### STATED EXERCISE A
Retype the part of the quotations on doctrine that opens with the words "Joseph Priestly." and closes with "Benj. Disraeli.".
### STATED EXERCISE B
In the quotations on doctrine, who is said to have whispered that orthodoxy is his doxy?

Live to explain thy doctrine by thy life.

Prior.

The question is not whether a doctrine is beautiful, but whether it is true.

Guesses at Truth.

All sects seem to me to be right in what they assert, and wrong in what they deny.

Goethe.

Every one cleaves to the doctrine he has happened upon, as to a rock against which he has been thrown by tempest.

Cicero.

Doctrine is nothing but the skin of truth set up and stuffed.

Beecher.

How absurd to try to make two men think alike on matters of religion, when I cannot make two timepieces agree!

Charles V.

  • Go put your creed into your deed
  • Nor speak with double tongue.
  • Emerson.

    “Orthodoxy, my Lord,” said Bishop Warburton, in a whisper—“orthodoxy is my doxy—heterodoxy is another man’s doxy.”

    Joseph Priestly.

    Doctrine is something that is taught. Applied to religion it is something that God teaches.

    Joseph Shipps.

    He knew how to weaken his divinity, on occasion, as well as an old housewife to weaken her tea, lest it should keep people awake.

    O. W. Holmes.

    The Athanasian creed is the most splendid ecclesiastical lyric ever poured forth by the genius of man.

    Benj. Disraeli.

    Logic has its use and metaphysics has its use, but neither of them is of much help in the making of a creed.

    Talmage.

    That doctrine which rectifies the conscience, purifies the heart and produces love to God and men is necessarily true.

    Walker.

Coordinate annotation entries:
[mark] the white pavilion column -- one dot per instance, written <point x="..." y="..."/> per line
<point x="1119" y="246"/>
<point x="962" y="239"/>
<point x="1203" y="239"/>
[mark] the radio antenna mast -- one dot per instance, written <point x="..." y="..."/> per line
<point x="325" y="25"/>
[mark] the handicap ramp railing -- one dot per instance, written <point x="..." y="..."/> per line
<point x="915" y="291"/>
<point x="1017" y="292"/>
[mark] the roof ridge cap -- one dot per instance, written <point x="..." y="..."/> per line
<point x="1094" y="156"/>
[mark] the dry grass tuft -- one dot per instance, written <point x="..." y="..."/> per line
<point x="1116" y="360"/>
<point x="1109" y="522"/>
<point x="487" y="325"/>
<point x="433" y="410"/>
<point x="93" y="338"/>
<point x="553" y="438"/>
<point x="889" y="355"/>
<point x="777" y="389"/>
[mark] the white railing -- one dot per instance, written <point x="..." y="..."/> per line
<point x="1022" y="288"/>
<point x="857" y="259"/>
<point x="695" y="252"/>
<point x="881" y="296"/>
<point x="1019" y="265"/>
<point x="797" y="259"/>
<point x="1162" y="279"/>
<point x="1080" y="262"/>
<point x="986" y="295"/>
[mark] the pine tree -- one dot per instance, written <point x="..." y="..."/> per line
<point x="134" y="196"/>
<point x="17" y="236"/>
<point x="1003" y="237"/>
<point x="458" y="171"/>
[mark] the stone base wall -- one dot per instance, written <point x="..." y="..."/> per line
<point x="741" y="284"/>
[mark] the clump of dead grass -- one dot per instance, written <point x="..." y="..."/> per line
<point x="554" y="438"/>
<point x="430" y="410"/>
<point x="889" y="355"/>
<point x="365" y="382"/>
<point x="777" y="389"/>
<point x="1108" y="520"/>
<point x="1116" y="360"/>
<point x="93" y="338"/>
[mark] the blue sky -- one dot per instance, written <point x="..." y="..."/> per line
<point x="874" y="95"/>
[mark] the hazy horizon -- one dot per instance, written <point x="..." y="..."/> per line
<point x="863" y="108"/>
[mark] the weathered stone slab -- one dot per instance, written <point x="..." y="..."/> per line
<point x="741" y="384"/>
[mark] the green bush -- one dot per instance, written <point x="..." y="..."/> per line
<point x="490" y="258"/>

### TASK ANSWER A
Joseph Priestly.

    Doctrine is something that is taught. Applied to religion it is something that God teaches.

    Joseph Shipps.

    He knew how to weaken his divinity, on occasion, as well as an old housewife to weaken her tea, lest it should keep people awake.

    O. W. Holmes.

    The Athanasian creed is the most splendid ecclesiastical lyric ever poured forth by the genius of man.

    Benj. Disraeli.

### TASK ANSWER B
Bishop Warburton.